Text passage.
━━━━━━━━━━━━━━━━━━━━
Aggregate-depleted brain fails to induce Aβ deposition in a mouse model of Alzheimer's disease

Abstract

Recent studies in animal models of Alzheimer's disease (AD) show that amyloid-beta (Aβ) misfolding can be transmissible; however, the mechanisms by which this process occurs have not been fully explored. The goal of this study was to analyze whether depletion of aggregates from an AD brain suppresses its in vivo "seeding" capability. Removal of aggregates was performed by using the Aggregate Specific Reagent 1 (ASR1) compound which has been previously described to specifically bind misfolded species. Our results show that pre-treatment with ASR1-coupled magnetic beads reduces the in vivo misfolding inducing capability of an AD brain extract. These findings shed light respect to the active principle responsible for the prion-like spreading of Alzheimer's amyloid pathology and open the possibility of using seeds-capturing reagents as a promising target for AD treatment.

Figure 1. Removal of protein aggregates by ASR1 decreases Aβ levels in AD brain homogenate.

Aβ levels of an ASR1-treated AD brain homogenate were biochemically evaluated using anti-human Aβ ELISA kits. The quantity of Aβ₄₀ (A) and Aβ₄₂ (B) was measured in different fractions (PBS, SDS, and FA) obtained after serial extraction. Measurements were performed in duplicates and the bars represent the average of the two determinations. Serial extraction was performed in order to assess the content of different aggregated Aβ species (i.e. PBS: monomeric and soluble oligomeric Aβ; SDS: water insoluble oligomers and protofibrils; FA: large fibrilar structures). (C) Coomasie staining of SDS-PAGE fractionated PBS, SDS and FA fractions performed to assess total removal of proteins by the ASR1 compound. PBS: Phosphate Buffer Saline; SDS: Sodium Dodecyl Sulphate; FA: Formic Acid; MW: Molecular Weight Marker. Numbers in the right side of (C) represent molecular weight (in KDa).

Figure 2. Aggregate-depletion by the ASR1 compound significantly reduces the in vivo seeding effect of an AD brain.

Brains from experimental and control animals were analysed by immunostaining using the 4G8 antibody. (A) Representative pictures of the amyloid deposits found in the hippocampus of non-injected animals, as well as mice injected with AD brain homogenate untreated or treated with ASR1-beads or control-beads. (B) Magnification of the area depicted in (A). The scale bar corresponds to 250 µm in (A) and 100 µm in (B). (C) Image analysis quantification of the 4G8-stained plaques (burden) in the hippocampus. Aβ burden was defined as the area of the brain labeled with the Aβ antibody per total area analyzed and is expressed as percentage. * P<0.05; ** P<0.01. *** P<0.001.
━━━━━━━━━━━━━━━━━━━━
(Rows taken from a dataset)
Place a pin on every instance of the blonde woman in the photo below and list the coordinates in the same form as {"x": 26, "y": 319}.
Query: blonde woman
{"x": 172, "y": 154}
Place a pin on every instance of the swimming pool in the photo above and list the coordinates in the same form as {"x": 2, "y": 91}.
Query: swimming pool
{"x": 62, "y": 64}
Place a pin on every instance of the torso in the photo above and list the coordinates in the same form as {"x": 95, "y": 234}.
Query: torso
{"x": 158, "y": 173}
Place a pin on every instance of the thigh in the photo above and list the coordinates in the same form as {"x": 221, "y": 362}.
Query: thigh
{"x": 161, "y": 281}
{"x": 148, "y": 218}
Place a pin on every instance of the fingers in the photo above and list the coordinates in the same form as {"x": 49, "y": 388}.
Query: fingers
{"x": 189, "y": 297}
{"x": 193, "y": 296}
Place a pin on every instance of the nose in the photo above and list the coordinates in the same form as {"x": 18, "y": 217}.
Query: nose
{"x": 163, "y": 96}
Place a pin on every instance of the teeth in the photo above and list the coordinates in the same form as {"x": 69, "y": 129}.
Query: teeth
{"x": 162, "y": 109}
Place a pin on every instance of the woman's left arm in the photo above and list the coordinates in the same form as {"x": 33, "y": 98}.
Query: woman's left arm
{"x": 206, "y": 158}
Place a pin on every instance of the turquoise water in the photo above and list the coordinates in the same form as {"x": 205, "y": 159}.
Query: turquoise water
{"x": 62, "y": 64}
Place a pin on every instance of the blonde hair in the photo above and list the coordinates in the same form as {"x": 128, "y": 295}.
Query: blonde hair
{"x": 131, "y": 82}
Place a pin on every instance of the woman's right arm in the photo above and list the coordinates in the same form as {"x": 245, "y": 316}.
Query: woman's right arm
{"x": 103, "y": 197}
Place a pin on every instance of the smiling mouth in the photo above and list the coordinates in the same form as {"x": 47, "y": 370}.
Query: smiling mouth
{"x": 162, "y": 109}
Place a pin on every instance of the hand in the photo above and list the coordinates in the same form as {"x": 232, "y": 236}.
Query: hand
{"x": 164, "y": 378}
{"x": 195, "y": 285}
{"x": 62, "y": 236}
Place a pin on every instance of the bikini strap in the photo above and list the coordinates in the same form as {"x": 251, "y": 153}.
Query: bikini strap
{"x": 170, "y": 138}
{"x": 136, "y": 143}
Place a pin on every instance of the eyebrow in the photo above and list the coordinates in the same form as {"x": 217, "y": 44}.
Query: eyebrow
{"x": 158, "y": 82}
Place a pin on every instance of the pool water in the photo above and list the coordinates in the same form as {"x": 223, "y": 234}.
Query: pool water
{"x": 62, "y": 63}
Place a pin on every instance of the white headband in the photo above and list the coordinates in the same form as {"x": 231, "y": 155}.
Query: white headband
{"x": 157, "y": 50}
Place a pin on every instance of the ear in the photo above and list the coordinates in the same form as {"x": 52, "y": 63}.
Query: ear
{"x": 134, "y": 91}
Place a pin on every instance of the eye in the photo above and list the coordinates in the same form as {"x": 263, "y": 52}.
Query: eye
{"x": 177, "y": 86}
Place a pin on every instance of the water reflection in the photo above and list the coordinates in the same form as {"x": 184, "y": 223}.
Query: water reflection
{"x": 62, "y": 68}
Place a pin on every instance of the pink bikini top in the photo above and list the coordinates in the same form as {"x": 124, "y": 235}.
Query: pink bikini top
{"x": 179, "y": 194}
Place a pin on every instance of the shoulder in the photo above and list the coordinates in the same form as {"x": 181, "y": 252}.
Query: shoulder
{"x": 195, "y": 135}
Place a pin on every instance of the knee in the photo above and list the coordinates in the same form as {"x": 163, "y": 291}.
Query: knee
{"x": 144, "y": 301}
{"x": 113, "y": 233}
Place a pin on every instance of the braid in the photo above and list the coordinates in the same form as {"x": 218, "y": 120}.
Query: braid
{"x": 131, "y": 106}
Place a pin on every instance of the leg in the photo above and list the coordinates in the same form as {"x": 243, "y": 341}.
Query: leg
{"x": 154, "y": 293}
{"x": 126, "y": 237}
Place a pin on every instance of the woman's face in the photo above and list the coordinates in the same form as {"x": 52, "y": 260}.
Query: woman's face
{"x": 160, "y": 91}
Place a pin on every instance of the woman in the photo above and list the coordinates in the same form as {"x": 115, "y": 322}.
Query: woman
━━━━━━━━━━━━━━━━━━━━
Extract the part of the Alzheimer's seeding study starting with "Brains from experimental" and going on through "P<0.01. *** P<0.001.". The rows have no connection to the Alzheimer's seeding study.

Exercise answer.
Brains from experimental and control animals were analysed by immunostaining using the 4G8 antibody. (A) Representative pictures of the amyloid deposits found in the hippocampus of non-injected animals, as well as mice injected with AD brain homogenate untreated or treated with ASR1-beads or control-beads. (B) Magnification of the area depicted in (A). The scale bar corresponds to 250 µm in (A) and 100 µm in (B). (C) Image analysis quantification of the 4G8-stained plaques (burden) in the hippocampus. Aβ burden was defined as the area of the brain labeled with the Aβ antibody per total area analyzed and is expressed as percentage. * P<0.05; ** P<0.01. *** P<0.001.